#### [Exercise tasks]
[a] Answer these questions using the opinion piece on Springfield's equity and poverty efforts:
(i) Who established the workgroup that developed the guiding principles of equity and inclusion?
(ii) On what date will Community Partnership of the Ozarks hold a news conference?
(iii) What share of the action items in the Impacting Poverty Commission's community action plan were completed?
[b] Write a continuation of the opinion piece on Springfield's equity and poverty efforts, starting after its final sentence.

>> begin Selected passage

As part of the Springfield Area Chamber of Commerce GO CAPS program, Deb Fine, a teacher at Springfield's Pipkin Middle School, got an up-close look at heavy equipment operations at APAC-Central, a company specializing in asphalt and concrete pavement construction, materials and services. (Photo provided)

OPINION |

Guiding principles for equity and inclusion in Springfield are being applied to a soon-to-be-announced community action plan to reduce poverty.

In April, Springfield’s City Council adopted guiding principles of equity and inclusion developed from the mayor’s initiative on equity and equality. Mayor Ken McClure established a workgroup  a year ago to develop principles to improve equitable access to opportunities and to recognize the inherent dignity, value and worth of everyone. These are the five pillars of change adopted for Springfield:

  • Dialogue and Understanding
  • Cultural Consciousness
  • Advocacy and Partnerships
  • Structural and Systemic Barriers
  • Personal and Organizational Accountability

A similar group met the past two years to focus on next steps for meeting two main community goals finalized in 2015 through the Impacting Poverty Commission (IPC). The first goal was to reduce poverty by five percentage points by 2025 and the second goal is to increase postsecondary educational attainment (education beyond high school) — both by 2025. 

On August 4, Community Partnership of the Ozarks will hold a news conference to provide an update on the goals.

The Impacting Poverty Commission developed a community action plan and more than 80 percent of the action items were completed. 

Analysis of the commission’s work reflected a need to enhance ecosystems with a focus on population intersections to determine if Springfield is meeting the needs of individuals who call Springfield home. Data was disaggregated, lived experiences were heard and a focus on access and inclusion were points of discussion in the development of a new community action plan that will be revealed at the news conference.

>> end Selected passage
>> begin Material shown

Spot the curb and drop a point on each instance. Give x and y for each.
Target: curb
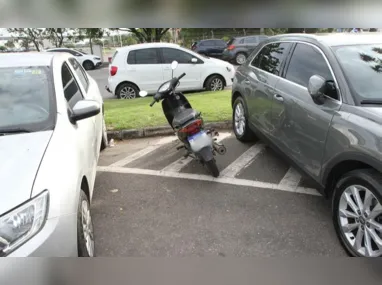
(159, 131)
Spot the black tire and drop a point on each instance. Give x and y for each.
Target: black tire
(248, 135)
(238, 57)
(130, 87)
(212, 167)
(81, 240)
(104, 140)
(369, 178)
(212, 81)
(88, 65)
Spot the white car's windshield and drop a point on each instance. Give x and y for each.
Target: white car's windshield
(25, 99)
(362, 65)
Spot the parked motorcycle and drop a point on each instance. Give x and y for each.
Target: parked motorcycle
(200, 143)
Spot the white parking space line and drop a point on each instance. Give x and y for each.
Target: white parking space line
(242, 161)
(224, 180)
(143, 152)
(179, 164)
(291, 178)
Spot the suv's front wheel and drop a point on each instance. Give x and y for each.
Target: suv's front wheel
(357, 212)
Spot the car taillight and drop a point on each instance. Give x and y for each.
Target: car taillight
(192, 128)
(113, 70)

>> end Material shown

#### [Answers for this exercise]
[a]
(i) Mayor Ken McClure
(ii) August 4
(iii) More than 80 percent

[b]
Springfield is nationally known for collaborating with positive outcomes. One example is the City Council’s adoption of the five pillars of change. The five pillars were used as a baseline to develop new community recommendations and goals that will be presented August 4. The five pillars and goals were designed by individuals from private, public or social sectors to strengthen relationships and opportunities.

Education beyond high school is key to better job opportunities and poverty reduction. One example of collaborative success is the work of local school districts and the Springfield Area Chamber of Commerce. The GO CAPS (Greater Ozarks Centers for Advanced Professional Studies) program at the Chamber hosts a “Teacher Externship” every year. The Teacher Externship Program connects educators with business partners by having them experience industries and professional fields outside of the schools where they teach. Teachers take knowledge and experiences from their externship back to their classroom to better prepare students for the workforce.

Some of the key outcomes:

  • Businesses benefit from participating as hosts for the teacher externs by finding tangible ways to engage, meet, and prepare for future workforce. 
  • Businesses show teachers aspects of their business to share information in the classrooms about what companies can offer their students — from internships to jobs to careers. 
  • Teachers are encouraged to make lasting connections with their host business to continue collaboration throughout the school year. 
  • Teachers experience the workforce for which they are preparing their students.

Businesses have creative control over what they wish to highlight and how they want teacher extern(s) to spend their time.The first externship opportunity took place July 19-20. The next one takes place August 2-3. For more information, contact Karen Kunkel at karen@springfieldchamber.com, or visit the GO CAPS website. The program is open to teachers, counselors, administrators, technologists and others in grades 6-12. Several school districts in Missouri participate in the program. The program is funded by a Pathways for Teachers grant from the Missouri Department of Elementary and Secondary Education.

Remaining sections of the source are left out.